(Image location labeling data)
════

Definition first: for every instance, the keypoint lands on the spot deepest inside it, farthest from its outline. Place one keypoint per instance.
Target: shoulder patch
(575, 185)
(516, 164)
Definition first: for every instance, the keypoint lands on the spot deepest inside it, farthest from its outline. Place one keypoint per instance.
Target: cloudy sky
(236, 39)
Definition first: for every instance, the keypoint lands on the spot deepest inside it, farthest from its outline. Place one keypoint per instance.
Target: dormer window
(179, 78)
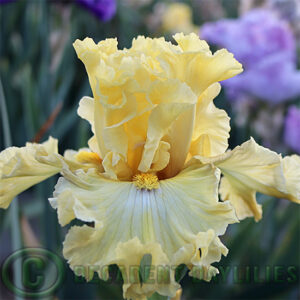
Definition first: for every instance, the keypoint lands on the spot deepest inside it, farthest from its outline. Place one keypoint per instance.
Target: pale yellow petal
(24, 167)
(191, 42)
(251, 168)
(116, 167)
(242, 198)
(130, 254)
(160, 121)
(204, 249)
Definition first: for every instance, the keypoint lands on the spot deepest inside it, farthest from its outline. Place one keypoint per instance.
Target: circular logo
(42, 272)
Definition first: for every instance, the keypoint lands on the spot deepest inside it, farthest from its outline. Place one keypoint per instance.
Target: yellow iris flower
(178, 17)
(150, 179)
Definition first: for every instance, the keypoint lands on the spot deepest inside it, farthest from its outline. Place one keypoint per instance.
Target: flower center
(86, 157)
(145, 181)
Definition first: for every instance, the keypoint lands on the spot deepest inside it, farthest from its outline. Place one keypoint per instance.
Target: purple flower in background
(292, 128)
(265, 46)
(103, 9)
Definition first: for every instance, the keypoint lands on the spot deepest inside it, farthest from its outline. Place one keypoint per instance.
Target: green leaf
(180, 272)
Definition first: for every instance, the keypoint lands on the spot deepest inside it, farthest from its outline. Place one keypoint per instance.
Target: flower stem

════

> _Task statement_
Write out all of the data above again, keeping every line in order, and shift each coordinate in the answers by adding 46 to both of its numbers. Leave the pictures out.

> _Final result_
Definition first: for every instance, the keypoint lands on the spot deepest inside it, farthest from its outline. Place one keypoint per instance.
Target: shoulder patch
(621, 231)
(562, 210)
Definition first: for every instance, the keypoint lands on the spot deepest inside it, farthest from its outline. Place one keypoint per instance.
Target: cloudy sky
(282, 85)
Definition first: for every instance, the keypoint lands on the spot deepest inside it, farthest from its outline. Place one keypoint per instance.
Target: dormer window
(225, 124)
Definition first: for every instance, the keypoint lands on the spot deepest inside it, farthest from its outline. Place one keypoint per instance.
Target: pale yellow petal
(70, 213)
(237, 88)
(297, 214)
(162, 213)
(288, 244)
(176, 300)
(206, 167)
(250, 295)
Definition first: for every instance, the keypoint lands on the spot deepest inside it, farthest from its outline. Place one keypoint per instance.
Target: circular logo
(88, 318)
Definition first: for every instance, the keypoint lands on the spot deepest inside it, farthest from its outline. Place one keypoint per instance.
Target: yellow iris flower
(224, 63)
(196, 225)
Definition first: for every instance, the keypoint lands on the spot deepest inside it, farthest from its outline. Place one keypoint per instance.
Target: flower center
(132, 203)
(191, 227)
Definition first: for every instance, the keypoint lands on the spot deepest inside it, farthest from its outline. Place one keypoint per instance.
Target: purple flower in background
(338, 174)
(311, 92)
(149, 55)
Definition first: for every instance, the keypoint lands on the spot deepest inside it, farthest from its outline. Place one keypoint per instance.
Target: green leaf
(226, 318)
Definition first: for every instance, the keypoint lands on the spot deepest inside it, farthest from its outline. Place one keypoint per instance.
Target: flower stem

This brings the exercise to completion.